• **Input data**
········

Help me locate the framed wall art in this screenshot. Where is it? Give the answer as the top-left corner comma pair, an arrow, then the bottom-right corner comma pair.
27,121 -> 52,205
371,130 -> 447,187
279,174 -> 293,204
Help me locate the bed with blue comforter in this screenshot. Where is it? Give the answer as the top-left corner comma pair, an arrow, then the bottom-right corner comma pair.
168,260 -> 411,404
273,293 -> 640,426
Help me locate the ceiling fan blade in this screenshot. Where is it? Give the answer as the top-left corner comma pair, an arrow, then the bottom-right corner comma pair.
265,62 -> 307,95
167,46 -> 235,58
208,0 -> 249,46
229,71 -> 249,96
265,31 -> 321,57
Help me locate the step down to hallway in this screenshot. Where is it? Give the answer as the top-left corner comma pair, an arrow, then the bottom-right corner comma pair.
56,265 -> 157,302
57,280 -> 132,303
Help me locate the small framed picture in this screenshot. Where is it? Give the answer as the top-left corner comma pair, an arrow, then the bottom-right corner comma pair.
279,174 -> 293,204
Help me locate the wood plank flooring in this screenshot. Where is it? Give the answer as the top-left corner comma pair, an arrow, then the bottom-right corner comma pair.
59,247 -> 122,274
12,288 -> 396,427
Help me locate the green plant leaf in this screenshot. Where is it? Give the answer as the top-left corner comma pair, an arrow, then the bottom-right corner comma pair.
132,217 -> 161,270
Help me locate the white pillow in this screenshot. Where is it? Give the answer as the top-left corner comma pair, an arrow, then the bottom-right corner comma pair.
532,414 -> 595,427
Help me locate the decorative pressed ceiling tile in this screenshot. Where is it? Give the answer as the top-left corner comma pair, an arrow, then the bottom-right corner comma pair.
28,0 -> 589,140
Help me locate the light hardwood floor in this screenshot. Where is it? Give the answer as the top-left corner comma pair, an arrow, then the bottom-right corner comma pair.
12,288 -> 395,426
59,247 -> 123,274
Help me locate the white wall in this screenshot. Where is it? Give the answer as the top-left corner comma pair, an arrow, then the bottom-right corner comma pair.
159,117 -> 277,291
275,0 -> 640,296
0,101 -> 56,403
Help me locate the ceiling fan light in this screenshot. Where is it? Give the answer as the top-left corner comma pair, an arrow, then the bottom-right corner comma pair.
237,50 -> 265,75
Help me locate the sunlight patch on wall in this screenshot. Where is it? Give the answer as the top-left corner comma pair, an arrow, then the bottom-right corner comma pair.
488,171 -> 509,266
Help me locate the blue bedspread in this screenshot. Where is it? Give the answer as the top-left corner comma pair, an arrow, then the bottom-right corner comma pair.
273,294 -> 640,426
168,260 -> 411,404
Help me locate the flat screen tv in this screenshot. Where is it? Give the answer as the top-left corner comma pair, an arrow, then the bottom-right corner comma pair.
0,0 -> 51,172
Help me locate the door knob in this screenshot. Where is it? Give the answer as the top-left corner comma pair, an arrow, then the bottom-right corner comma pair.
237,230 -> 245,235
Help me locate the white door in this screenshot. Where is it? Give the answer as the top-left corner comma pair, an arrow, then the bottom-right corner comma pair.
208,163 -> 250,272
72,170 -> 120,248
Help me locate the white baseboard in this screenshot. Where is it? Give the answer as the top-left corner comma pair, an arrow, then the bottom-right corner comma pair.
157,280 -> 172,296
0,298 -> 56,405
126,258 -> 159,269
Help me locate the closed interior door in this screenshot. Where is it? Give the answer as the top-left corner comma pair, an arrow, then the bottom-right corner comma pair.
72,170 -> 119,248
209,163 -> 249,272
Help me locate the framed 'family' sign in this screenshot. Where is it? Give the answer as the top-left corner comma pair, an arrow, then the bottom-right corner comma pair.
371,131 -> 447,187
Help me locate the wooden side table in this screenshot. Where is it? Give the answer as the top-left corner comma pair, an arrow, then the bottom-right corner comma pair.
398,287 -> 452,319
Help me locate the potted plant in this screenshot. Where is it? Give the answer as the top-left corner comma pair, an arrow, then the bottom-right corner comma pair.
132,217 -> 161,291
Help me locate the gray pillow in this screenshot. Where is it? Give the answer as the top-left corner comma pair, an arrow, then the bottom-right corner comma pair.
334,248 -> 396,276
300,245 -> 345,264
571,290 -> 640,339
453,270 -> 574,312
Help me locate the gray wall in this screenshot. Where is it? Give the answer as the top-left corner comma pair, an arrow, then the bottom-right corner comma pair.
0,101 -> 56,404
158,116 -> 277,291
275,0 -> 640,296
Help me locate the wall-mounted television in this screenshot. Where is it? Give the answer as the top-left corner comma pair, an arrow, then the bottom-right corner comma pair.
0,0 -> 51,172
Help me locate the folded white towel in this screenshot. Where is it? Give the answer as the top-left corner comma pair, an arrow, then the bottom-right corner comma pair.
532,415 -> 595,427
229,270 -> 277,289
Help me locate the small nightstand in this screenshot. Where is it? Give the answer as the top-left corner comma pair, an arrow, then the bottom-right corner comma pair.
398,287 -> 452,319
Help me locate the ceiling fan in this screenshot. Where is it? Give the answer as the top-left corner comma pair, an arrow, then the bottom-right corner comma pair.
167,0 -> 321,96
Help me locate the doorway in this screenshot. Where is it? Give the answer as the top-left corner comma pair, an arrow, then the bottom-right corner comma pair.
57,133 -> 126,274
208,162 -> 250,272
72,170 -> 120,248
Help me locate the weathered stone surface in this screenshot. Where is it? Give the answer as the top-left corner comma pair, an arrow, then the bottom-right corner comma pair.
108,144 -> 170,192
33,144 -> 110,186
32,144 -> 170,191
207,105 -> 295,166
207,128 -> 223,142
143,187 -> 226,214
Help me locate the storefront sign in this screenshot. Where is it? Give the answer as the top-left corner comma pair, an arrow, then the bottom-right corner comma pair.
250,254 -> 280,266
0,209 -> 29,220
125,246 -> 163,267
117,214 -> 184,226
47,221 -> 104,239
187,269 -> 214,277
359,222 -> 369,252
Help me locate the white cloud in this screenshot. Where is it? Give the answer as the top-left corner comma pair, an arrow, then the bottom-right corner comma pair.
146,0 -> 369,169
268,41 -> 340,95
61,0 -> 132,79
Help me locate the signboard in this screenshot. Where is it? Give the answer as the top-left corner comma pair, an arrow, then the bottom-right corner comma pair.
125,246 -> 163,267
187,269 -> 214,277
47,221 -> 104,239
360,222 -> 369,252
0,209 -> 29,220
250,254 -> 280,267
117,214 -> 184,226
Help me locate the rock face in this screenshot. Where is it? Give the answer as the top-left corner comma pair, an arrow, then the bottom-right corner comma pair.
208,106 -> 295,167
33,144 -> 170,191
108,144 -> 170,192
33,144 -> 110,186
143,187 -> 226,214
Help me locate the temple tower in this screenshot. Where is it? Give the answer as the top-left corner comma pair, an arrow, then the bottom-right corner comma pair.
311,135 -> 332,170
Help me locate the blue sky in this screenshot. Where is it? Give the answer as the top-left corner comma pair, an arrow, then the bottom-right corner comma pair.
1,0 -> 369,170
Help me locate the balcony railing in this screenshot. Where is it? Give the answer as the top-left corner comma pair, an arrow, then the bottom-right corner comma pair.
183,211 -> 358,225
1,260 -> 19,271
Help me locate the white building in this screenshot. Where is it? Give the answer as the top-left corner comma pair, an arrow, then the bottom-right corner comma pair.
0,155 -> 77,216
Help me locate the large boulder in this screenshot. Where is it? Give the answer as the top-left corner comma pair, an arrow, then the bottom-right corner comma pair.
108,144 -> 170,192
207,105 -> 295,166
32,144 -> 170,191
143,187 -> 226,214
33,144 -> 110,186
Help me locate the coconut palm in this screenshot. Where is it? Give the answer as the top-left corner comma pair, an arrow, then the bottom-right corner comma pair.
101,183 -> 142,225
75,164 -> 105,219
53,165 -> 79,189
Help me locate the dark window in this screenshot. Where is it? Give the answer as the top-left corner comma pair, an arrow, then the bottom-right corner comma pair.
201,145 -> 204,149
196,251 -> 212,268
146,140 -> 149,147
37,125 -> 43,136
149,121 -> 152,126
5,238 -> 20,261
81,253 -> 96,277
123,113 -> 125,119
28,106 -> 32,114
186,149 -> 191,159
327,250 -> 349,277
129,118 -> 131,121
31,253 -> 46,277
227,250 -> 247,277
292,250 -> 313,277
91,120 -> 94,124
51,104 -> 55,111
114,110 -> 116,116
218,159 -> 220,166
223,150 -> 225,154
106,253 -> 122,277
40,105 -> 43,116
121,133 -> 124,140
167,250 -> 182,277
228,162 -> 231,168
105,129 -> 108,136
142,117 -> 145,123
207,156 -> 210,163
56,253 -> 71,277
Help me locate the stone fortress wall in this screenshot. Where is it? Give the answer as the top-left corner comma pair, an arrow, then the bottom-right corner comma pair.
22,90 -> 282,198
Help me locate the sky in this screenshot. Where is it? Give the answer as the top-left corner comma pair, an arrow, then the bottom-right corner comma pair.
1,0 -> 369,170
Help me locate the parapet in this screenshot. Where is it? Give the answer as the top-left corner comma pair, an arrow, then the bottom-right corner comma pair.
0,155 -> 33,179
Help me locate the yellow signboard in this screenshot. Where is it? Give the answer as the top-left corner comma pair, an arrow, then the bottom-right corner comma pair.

········

• **Work instruction**
The answer should be exactly the lines from the one that contains "Help me locate the parapet" through the end of the entries, both ends included, and nothing besides.

• **Response to this exercise**
Help me locate the parapet in this screenshot. Where is it? Give the answer as the top-left corner comma pair, an arrow, then the bottom-right corner comma pair.
0,155 -> 33,179
Help me locate the yellow signboard in this screenshot. Where is it? Give the answer as the top-left corner comma pair, an arrow, then the bottom-right corner comma pair.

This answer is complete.